## Task description
Reproduce the rows word for word, from the start of the rows through the line containing "(1225, 679)", including both ends.

[Location identification items]
____________________
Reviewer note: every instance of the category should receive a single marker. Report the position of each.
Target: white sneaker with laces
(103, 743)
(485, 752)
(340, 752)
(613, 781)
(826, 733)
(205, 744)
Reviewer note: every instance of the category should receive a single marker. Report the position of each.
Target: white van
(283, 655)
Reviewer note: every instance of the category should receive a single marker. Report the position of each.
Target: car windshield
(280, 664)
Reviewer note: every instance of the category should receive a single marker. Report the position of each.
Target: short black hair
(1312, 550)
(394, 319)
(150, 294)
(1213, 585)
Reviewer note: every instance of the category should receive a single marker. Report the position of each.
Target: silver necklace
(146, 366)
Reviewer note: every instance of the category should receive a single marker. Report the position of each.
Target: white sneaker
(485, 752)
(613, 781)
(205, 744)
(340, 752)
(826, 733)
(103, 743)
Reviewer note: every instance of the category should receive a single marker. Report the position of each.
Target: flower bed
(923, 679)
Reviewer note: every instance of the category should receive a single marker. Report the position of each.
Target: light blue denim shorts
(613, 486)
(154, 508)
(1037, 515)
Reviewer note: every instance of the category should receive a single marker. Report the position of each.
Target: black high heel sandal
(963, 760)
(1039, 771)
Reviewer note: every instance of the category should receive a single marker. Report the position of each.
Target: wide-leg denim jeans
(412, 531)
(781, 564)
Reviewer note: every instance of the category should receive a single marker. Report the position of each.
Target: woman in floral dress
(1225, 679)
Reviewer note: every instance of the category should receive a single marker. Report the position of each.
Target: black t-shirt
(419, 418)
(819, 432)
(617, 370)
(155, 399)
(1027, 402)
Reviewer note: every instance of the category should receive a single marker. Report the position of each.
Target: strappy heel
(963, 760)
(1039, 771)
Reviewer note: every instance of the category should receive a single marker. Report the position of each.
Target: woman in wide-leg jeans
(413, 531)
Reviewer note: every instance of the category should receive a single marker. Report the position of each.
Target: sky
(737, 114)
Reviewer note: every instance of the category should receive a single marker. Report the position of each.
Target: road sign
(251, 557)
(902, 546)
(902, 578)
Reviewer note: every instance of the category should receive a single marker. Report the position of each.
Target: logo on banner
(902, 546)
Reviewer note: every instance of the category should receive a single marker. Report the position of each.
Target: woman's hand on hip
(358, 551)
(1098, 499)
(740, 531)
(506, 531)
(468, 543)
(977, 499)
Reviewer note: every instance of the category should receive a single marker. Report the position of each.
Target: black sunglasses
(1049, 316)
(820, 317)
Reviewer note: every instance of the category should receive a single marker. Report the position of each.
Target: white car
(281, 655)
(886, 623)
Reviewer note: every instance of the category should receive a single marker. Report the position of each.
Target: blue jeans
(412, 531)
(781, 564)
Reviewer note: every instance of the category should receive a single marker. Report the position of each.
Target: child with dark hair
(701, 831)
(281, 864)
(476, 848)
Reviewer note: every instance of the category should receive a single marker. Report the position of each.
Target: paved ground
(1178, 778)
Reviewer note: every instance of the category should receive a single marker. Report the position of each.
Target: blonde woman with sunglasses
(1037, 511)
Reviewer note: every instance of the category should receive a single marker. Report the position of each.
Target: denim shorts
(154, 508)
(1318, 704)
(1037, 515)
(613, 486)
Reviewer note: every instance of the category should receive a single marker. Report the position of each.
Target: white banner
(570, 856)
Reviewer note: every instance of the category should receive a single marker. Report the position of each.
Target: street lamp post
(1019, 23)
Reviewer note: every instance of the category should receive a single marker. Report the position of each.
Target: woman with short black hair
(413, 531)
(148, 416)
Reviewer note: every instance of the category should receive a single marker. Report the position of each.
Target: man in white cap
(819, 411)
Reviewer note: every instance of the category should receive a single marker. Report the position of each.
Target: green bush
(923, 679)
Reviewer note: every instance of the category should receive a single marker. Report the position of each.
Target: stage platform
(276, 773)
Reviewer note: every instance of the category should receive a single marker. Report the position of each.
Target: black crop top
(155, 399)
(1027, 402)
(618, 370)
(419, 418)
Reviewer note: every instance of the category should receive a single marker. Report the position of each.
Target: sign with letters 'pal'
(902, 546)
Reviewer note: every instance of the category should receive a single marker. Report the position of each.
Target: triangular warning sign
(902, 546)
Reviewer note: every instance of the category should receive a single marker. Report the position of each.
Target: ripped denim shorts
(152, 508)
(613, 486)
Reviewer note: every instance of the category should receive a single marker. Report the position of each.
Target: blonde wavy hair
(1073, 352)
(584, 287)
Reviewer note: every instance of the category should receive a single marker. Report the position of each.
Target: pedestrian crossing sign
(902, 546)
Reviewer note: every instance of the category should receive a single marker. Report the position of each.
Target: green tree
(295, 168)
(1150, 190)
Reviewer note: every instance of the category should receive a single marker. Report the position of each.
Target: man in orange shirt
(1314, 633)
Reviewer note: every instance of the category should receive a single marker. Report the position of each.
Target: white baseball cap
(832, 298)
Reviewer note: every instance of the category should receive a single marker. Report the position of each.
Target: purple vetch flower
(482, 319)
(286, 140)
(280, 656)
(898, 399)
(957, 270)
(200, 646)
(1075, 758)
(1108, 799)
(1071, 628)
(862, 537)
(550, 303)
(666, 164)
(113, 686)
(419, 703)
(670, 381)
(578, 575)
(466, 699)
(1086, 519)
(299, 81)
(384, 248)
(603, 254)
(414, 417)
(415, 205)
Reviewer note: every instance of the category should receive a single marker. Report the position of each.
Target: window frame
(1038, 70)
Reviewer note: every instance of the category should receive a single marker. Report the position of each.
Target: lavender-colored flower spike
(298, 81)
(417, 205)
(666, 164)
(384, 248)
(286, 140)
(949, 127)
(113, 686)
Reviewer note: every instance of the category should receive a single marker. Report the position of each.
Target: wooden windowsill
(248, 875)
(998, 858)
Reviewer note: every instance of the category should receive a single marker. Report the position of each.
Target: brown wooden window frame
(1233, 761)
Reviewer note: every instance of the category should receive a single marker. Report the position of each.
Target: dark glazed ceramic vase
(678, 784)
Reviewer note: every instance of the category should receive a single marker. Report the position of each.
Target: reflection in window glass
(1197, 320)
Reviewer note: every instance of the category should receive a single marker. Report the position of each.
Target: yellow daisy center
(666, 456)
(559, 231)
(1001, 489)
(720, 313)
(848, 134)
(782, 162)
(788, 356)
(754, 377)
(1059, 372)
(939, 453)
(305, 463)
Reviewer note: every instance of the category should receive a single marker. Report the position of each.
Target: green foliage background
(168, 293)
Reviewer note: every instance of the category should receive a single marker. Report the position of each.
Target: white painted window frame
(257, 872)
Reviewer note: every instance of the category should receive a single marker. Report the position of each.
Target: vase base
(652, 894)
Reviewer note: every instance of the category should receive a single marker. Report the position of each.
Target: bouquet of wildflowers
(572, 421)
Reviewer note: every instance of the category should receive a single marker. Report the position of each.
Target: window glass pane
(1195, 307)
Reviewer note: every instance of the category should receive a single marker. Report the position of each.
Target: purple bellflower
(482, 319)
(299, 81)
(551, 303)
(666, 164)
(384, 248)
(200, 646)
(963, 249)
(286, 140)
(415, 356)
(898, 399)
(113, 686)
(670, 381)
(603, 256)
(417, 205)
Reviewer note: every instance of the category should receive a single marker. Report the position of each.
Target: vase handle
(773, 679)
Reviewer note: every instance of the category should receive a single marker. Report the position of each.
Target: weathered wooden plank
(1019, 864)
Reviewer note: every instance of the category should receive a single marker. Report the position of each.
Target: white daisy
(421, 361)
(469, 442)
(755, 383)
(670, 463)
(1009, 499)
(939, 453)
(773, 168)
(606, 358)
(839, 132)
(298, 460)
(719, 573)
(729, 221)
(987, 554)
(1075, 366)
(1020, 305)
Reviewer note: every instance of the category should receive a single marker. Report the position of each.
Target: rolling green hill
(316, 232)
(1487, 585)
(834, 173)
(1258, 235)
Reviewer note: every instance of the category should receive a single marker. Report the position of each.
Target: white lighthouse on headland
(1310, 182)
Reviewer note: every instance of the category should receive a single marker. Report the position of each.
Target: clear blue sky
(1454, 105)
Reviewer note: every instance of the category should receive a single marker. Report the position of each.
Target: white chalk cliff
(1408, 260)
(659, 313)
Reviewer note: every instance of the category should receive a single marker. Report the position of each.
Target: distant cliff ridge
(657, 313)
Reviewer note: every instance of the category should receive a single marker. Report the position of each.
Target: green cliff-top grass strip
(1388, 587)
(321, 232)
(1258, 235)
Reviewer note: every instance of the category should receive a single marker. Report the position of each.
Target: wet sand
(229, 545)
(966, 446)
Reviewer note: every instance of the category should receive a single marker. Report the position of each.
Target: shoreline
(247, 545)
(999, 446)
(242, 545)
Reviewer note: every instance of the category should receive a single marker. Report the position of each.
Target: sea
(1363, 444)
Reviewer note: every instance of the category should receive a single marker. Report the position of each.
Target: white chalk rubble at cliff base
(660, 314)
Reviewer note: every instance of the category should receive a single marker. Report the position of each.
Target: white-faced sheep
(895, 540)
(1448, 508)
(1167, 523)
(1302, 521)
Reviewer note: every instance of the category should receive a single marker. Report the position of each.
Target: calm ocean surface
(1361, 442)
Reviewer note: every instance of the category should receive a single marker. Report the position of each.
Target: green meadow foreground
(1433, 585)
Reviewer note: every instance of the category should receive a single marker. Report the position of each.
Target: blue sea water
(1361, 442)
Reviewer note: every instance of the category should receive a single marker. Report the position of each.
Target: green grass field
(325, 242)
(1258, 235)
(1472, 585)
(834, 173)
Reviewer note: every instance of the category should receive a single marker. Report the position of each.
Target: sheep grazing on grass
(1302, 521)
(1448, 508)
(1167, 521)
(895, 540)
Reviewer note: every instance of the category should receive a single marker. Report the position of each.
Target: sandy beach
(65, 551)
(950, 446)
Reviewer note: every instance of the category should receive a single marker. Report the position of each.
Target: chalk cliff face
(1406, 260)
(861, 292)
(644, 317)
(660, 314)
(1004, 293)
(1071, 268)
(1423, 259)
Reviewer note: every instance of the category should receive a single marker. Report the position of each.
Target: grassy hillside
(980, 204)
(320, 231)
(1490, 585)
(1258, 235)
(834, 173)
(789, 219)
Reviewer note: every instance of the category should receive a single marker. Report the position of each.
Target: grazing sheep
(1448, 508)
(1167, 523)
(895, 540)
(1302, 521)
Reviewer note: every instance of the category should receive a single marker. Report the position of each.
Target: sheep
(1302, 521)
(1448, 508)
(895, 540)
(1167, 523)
____________________
## Result for this exercise
Reviewer note: every instance of the category should receive a single marker. Report the position of each.
Target: white sneaker with laces
(103, 743)
(485, 752)
(340, 752)
(613, 781)
(826, 733)
(205, 744)
Reviewer note: every instance of the category should receive a single marker. Report the position of each.
Target: white van
(283, 655)
Reviewer note: every instance of the category should receive a single marker. Report the position of each.
Target: car windshield
(280, 664)
Reviewer note: every instance of the category should receive a single marker. Report the position of each.
Target: short black hair
(1312, 550)
(394, 319)
(150, 294)
(1213, 585)
Reviewer note: every instance of the category should receive a single marker. Report the position of each.
Target: silver necklace
(146, 366)
Reviewer note: every instance of the category should receive a single marker. Report the position of each.
Target: white sneaker
(485, 752)
(613, 781)
(205, 744)
(340, 752)
(826, 733)
(103, 743)
Reviewer note: every instance of the category should receive a single marker. Report the position of each.
Target: flower bed
(923, 679)
Reviewer note: every instance of the category should receive a single marker. Report the position of each.
Target: light blue denim shorts
(613, 486)
(154, 508)
(1037, 515)
Reviewer note: every instance of the category should receive a single marker. Report the position of each.
Target: black high heel sandal
(963, 760)
(1039, 771)
Reviewer note: every instance of the category should receive a single marker. Report the position of each.
Target: wide-leg denim jeans
(412, 531)
(781, 564)
Reviewer note: every instance of the category should receive a single marker. Report the position of each.
Target: woman in floral dress
(1225, 679)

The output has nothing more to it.